**TASKS TO COMPLETE:**
A - Do these statements agree with the Higgs lecture report? For each, answer yes or no and quote the exact words of the report that decide it. (i) Higgs predicted that Congress would pass a revised bill before the end of the week. (ii) The lecture was the third in the Brandt Foundation lecture series. (iii) Higgs said that federal, state and local governments spend almost $4 for every $10 of national income.
B - Can you repeat word for word the part of the Higgs lecture report from "According to Higgs, the" to "pursue their goals."?

**PASSAGE SHOWN:**
— START —
Higgs delivered a lecture titled “The Perilous Path to Unlimited Government” Sept. 29 in the Jordan Ballroom.

Higgs’ lecture, sponsored in cooperation with the College of Business and Economics, is the fifth lecture in the Brandt Foundation lecture series. He delivered his speech on the day the U.S. House of Representatives voted down a $700 billion dollar bail out plan which people all over the world hoped would revive the U.S. economy if passed. Higgs predicted Congress would pass a revised bill before the end of the week.

“It is remarkable that on the very day that I come to talk to you about a subject I’ve been studying to some degree for 40 years [.] that we should be in this particular situation that we find ourselves in today which appears to be a crisis,” said Higgs.

Government growth

Higgs titled his speech, “The perilous path to unlimited government,” in order to call our attention to two important facts about our government’s growth.

“First, it has been propelled directly and indirectly by the way Americans have dealt with perilous occasions: wars, economic depressions and episodes of widespread social turmoil,” Higgs said. “Second, this process, after having operated for a century or more, has now placed us in a condition that is itself fraught with peril for the future of our economy and, more important, for our liberties.”

Higgs gave a historical account of the growth of the United States government and outlined how America has traveled a path marked by frightening experiences leading us to our current “equally frightening” situation.

“In considering this aspect of our history and the critical role that fear has played in it, we are well advised to recognize, that although inherent and necessary, human emotion places us in under grave disabilities, whether we are acting as individuals or as an entire society,” said Higgs. “Portentous and highly unfortunate choices and their legacies remain with us today and worsen the social economic problems we now face.”

According to Higgs, the factors considered when measuring the growth of American government are taxes, federal and local government spending, national debt and our economy. Government size affects the distribution of wealth, the rate of economic growth and determines the nature of America’s political economy and the social organizations in which Americans may lawfully exist and pursue their goals.

“The size, scope and power of governments [.] are the opposite side of our freedoms,” said Higgs. “When the government requires us to take a certain action, or prohibit a certain action, or changes the terms on which we may take action, by taxing it, or requiring an action [...] we are less free to conduct our lives as we prefer. The decision we would have made is displaced by a decision by government officials.”

The growth of government is reflected in how much Americans are taxed, the amount government spends, the number of people it employs and by looking at the effects of government regulation. Americans are taxed one-third of our national income. Higgs said federal, state and local U.S. governments now spend almost $4 for every $10 of national income generated in America.

According to Higgs, in the early 20th century federal, state and local governments employed 4 percent of civilian labor force, and rose 10 percent by 1950. He said the number of people the government employs continued to rise in the past 60 years, but exactly how large it has grown is difficult to calculate because of the increase in contracting out of government functions.

Higgs quoted Professor Paul Light, who he attributed as being the leading student of this phenomenon, as saying, “government is now growing almost entirely in off budget market jobs that are almost invisible to the American public in federal budget and headcount documents.”
— END —
**RECORDS SUPPLIED:**
— START —
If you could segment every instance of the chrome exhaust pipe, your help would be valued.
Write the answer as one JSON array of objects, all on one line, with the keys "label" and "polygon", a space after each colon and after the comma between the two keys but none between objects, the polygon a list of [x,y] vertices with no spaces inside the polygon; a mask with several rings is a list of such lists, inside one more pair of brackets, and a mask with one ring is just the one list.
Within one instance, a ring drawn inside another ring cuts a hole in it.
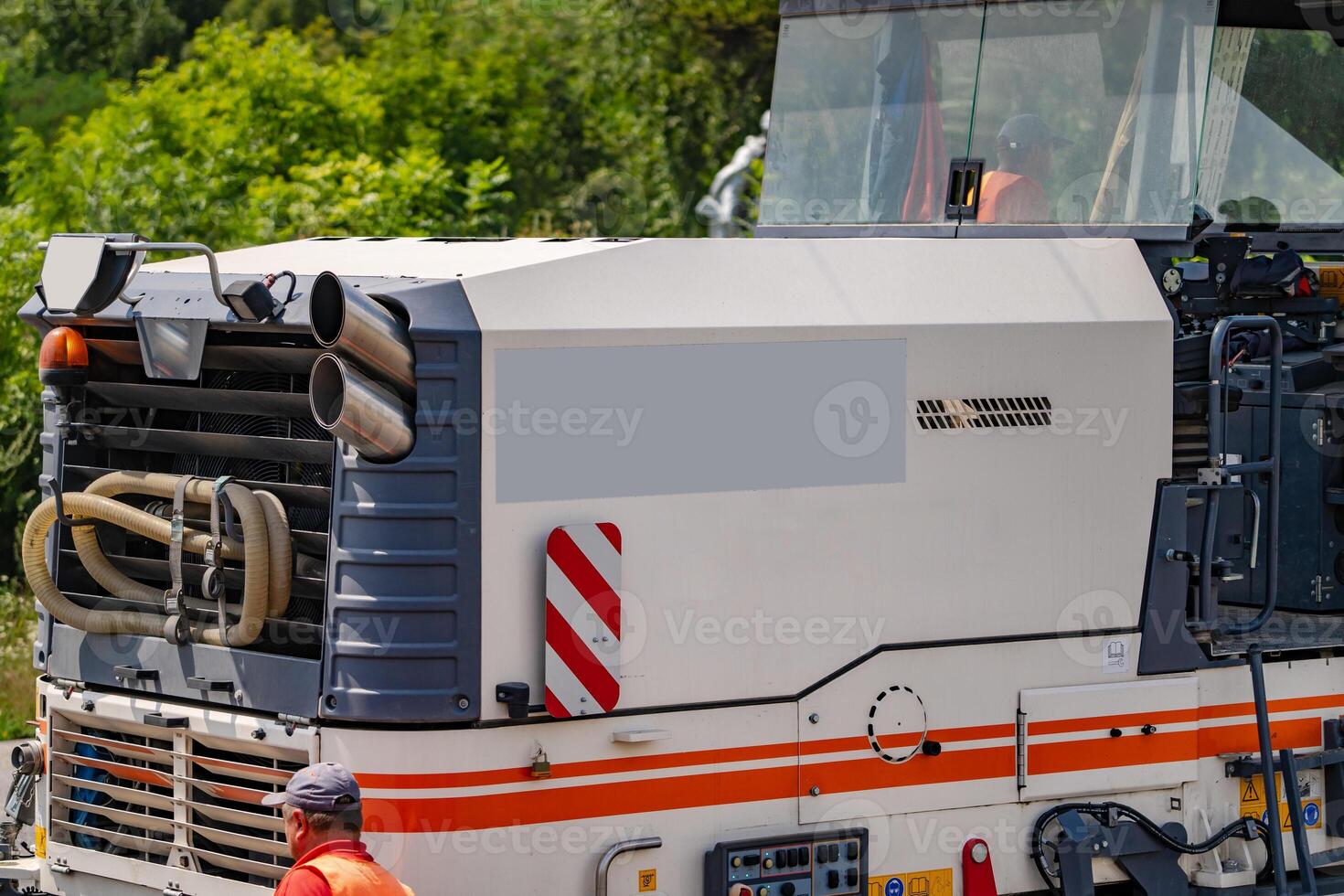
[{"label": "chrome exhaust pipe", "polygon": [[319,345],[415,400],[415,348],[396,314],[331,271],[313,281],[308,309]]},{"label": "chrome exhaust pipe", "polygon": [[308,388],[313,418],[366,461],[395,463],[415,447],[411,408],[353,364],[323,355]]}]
— END —
— START —
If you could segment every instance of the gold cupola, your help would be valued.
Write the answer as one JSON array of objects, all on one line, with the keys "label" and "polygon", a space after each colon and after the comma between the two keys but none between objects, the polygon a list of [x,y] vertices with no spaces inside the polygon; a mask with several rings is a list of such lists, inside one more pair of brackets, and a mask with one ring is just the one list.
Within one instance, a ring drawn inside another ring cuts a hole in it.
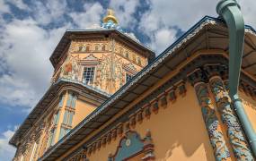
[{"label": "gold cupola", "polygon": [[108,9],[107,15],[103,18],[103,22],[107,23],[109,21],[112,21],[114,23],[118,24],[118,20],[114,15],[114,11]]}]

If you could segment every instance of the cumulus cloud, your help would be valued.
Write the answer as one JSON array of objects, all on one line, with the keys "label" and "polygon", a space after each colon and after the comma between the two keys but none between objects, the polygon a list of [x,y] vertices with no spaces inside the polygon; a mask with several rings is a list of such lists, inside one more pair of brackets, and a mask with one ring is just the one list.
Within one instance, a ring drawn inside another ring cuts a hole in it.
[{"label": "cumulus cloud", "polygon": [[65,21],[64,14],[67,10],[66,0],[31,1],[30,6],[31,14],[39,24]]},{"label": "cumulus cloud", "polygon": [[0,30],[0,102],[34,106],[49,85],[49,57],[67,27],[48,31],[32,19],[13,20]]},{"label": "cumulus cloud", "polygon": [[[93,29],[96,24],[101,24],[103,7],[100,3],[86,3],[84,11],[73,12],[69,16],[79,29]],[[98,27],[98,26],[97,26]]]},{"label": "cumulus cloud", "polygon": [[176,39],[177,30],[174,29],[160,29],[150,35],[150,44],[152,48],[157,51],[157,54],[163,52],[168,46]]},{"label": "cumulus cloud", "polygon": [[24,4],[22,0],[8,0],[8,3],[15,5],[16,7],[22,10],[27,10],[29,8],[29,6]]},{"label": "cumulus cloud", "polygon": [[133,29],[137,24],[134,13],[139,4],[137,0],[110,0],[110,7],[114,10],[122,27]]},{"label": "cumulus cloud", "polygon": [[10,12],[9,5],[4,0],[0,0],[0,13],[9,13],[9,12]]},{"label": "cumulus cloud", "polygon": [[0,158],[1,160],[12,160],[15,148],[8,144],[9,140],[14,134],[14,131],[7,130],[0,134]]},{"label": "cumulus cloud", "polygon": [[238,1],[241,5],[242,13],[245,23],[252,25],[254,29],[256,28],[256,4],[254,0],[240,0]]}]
— END —
**THE RESPONSES:**
A -
(i) Yes: "Higgs predicted Congress would pass a revised bill before the end of the week."
(ii) No: "is the fifth lecture in the Brandt Foundation lecture series"
(iii) Yes: "Higgs said federal, state and local U.S. governments now spend almost $4 for every $10 of national income generated in America."

B -
According to Higgs, the factors considered when measuring the growth of American government are taxes, federal and local government spending, national debt and our economy. Government size affects the distribution of wealth, the rate of economic growth and determines the nature of America’s political economy and the social organizations in which Americans may lawfully exist and pursue their goals.